▸ What to do
Reproduce the entries verbatim from their first line through the line that contains "213L276 210L276 209L272", including both of those lines.

++++++

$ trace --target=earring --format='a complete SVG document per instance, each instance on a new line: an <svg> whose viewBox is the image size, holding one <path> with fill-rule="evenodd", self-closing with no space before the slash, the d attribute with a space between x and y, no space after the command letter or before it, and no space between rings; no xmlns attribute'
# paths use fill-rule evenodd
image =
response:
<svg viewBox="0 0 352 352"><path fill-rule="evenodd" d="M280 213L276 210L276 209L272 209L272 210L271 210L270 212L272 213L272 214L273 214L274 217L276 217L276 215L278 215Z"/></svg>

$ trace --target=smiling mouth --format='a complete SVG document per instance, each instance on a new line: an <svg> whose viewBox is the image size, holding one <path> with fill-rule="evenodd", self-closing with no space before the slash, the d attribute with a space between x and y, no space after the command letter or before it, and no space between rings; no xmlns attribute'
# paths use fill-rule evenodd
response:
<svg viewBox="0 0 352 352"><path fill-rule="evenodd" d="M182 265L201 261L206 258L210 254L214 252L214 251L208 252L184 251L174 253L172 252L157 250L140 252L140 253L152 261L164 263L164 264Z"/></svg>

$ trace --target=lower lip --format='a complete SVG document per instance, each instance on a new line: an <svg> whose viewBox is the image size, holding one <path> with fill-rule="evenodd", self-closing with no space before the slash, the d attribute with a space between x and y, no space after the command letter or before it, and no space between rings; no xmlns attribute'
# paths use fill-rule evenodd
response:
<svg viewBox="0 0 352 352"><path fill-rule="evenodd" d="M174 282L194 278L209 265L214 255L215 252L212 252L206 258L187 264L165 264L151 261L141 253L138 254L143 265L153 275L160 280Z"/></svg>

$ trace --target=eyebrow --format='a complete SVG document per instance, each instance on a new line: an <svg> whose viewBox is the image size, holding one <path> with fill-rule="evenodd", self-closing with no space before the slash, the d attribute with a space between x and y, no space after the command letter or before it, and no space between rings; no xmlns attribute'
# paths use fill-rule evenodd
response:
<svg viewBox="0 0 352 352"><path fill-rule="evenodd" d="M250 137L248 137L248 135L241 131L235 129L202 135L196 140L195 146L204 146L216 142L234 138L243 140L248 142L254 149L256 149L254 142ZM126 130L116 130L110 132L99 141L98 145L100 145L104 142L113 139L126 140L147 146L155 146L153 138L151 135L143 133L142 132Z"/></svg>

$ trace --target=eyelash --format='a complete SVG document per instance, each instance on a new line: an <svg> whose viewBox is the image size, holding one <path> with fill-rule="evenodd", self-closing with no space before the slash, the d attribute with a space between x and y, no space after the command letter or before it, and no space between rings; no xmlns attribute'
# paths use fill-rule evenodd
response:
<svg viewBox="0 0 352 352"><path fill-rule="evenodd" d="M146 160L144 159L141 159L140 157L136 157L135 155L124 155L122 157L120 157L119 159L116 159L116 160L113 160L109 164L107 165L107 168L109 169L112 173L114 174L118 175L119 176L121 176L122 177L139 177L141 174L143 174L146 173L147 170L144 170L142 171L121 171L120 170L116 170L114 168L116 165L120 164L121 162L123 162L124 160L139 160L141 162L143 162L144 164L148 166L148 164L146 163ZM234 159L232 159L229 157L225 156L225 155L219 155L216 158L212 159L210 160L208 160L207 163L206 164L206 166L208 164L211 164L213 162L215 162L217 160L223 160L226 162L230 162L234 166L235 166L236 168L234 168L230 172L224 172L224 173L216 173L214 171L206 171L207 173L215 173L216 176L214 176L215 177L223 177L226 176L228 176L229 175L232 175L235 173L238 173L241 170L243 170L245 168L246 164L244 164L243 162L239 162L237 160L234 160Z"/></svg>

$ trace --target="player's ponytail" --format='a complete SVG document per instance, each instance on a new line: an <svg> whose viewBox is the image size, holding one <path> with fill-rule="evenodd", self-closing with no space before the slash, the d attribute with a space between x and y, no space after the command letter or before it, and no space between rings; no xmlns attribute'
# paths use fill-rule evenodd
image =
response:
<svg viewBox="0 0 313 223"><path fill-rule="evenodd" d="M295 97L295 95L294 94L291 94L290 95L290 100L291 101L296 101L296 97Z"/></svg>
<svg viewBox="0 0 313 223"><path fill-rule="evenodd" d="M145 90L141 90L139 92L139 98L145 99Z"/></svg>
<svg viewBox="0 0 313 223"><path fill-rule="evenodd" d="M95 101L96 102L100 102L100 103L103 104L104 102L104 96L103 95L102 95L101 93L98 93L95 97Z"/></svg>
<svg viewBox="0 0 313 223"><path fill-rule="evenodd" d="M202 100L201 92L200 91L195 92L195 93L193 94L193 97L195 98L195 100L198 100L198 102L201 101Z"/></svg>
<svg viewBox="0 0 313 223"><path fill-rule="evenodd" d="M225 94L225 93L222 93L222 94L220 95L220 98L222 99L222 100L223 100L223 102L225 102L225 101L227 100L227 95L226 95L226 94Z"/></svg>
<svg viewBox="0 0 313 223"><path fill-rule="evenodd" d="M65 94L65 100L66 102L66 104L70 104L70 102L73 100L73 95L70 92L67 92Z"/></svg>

++++++

▸ Reply to the exercise
$ trace --target=earring --format='a complete SVG document per instance, each instance on a new line: an <svg> whose viewBox is the image size, holding one <path> with fill-rule="evenodd", self-closing with no space before the slash, the d attribute with a space between x and y, no space after the command letter or before it, and no space between rings; no xmlns attribute'
# paths use fill-rule evenodd
image =
response:
<svg viewBox="0 0 352 352"><path fill-rule="evenodd" d="M280 213L276 210L276 209L272 209L272 210L271 210L270 212L272 213L272 214L273 214L274 217L276 217L276 215L278 215Z"/></svg>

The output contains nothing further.